(Saved entries)
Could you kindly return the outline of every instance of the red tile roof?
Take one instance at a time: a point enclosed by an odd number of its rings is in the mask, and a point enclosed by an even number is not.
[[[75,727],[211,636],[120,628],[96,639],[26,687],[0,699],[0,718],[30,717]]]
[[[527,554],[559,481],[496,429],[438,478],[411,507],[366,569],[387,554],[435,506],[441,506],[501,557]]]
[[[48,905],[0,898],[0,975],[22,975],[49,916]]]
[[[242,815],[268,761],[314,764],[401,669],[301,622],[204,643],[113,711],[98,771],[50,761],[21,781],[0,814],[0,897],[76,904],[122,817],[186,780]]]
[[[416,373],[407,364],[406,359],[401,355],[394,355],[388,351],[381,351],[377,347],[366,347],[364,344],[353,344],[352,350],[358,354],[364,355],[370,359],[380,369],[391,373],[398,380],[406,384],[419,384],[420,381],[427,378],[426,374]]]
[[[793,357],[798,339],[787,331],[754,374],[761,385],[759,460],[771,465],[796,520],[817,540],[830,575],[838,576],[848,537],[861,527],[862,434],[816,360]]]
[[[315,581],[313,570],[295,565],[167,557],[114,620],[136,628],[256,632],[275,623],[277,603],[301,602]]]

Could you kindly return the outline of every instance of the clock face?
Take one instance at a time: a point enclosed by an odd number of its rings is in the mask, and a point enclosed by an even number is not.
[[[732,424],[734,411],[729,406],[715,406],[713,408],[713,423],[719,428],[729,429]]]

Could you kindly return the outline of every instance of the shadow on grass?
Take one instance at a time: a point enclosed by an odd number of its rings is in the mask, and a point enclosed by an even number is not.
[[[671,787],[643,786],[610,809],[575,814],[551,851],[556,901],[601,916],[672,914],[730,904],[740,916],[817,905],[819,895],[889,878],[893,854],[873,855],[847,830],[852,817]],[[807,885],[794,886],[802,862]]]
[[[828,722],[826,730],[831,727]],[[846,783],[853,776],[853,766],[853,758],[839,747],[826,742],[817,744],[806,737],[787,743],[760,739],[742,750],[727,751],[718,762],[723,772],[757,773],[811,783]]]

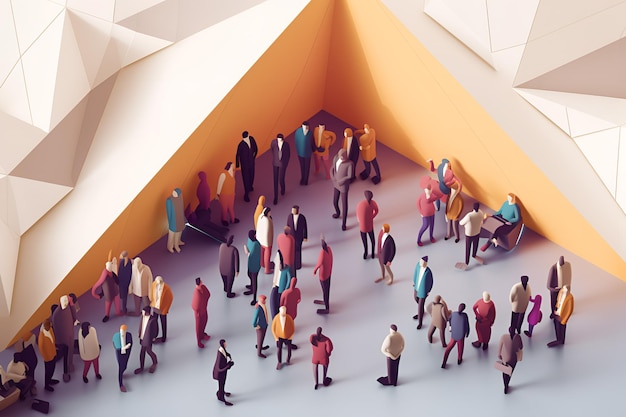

*Directions*. The entries above need to be repeated in full, word for word. Skip the images.

*Finished task*.
Could you kindly return the outline of every instance of the red tile roof?
Take one instance at a time: a point enclosed by an odd number of its rings is in the mask, and a point enclosed by an even number is not.
[[[75,727],[211,636],[120,628],[96,639],[26,687],[0,699],[0,718],[30,717]]]
[[[527,554],[559,481],[496,429],[438,478],[411,507],[366,569],[387,554],[435,506],[441,506],[501,557]]]
[[[48,905],[0,898],[0,975],[22,975],[49,916]]]
[[[242,815],[268,761],[314,764],[401,669],[301,622],[204,643],[113,711],[98,771],[50,761],[21,781],[0,814],[0,897],[76,904],[122,817],[186,780]]]
[[[416,373],[407,364],[406,359],[401,355],[394,355],[388,351],[381,351],[377,347],[366,347],[364,344],[353,344],[352,350],[358,354],[364,355],[370,359],[380,369],[391,373],[398,380],[406,384],[419,384],[420,381],[427,378],[426,374]]]
[[[793,357],[798,339],[787,331],[754,374],[761,385],[759,460],[771,465],[796,520],[817,540],[830,575],[838,576],[848,537],[861,527],[862,434],[816,360]]]
[[[315,581],[313,570],[295,565],[167,557],[114,620],[136,628],[256,632],[275,623],[277,603],[301,602]]]

Could you kindly return the outline of every instance of the clock face?
Take one instance at a time: a point enclosed by an odd number of its rings is in the mask, and a point enclosed by an even number is not.
[[[732,424],[734,411],[729,406],[715,406],[713,408],[713,423],[719,428],[729,429]]]

Could you kindly return the outline of every instance of the shadow on grass?
Take one instance at a time: a point enclosed by an odd number of its rings is in the mask, and a point enclosed by an even number is not.
[[[671,787],[643,786],[610,809],[575,814],[551,851],[556,901],[601,916],[672,914],[730,904],[740,916],[817,905],[819,895],[889,878],[893,854],[873,855],[847,830],[852,817]],[[807,885],[794,886],[802,862]]]
[[[828,722],[826,730],[831,727]],[[846,783],[853,776],[853,766],[853,758],[839,747],[826,742],[817,744],[806,737],[787,743],[760,739],[742,750],[727,751],[718,762],[723,772],[757,773],[811,783]]]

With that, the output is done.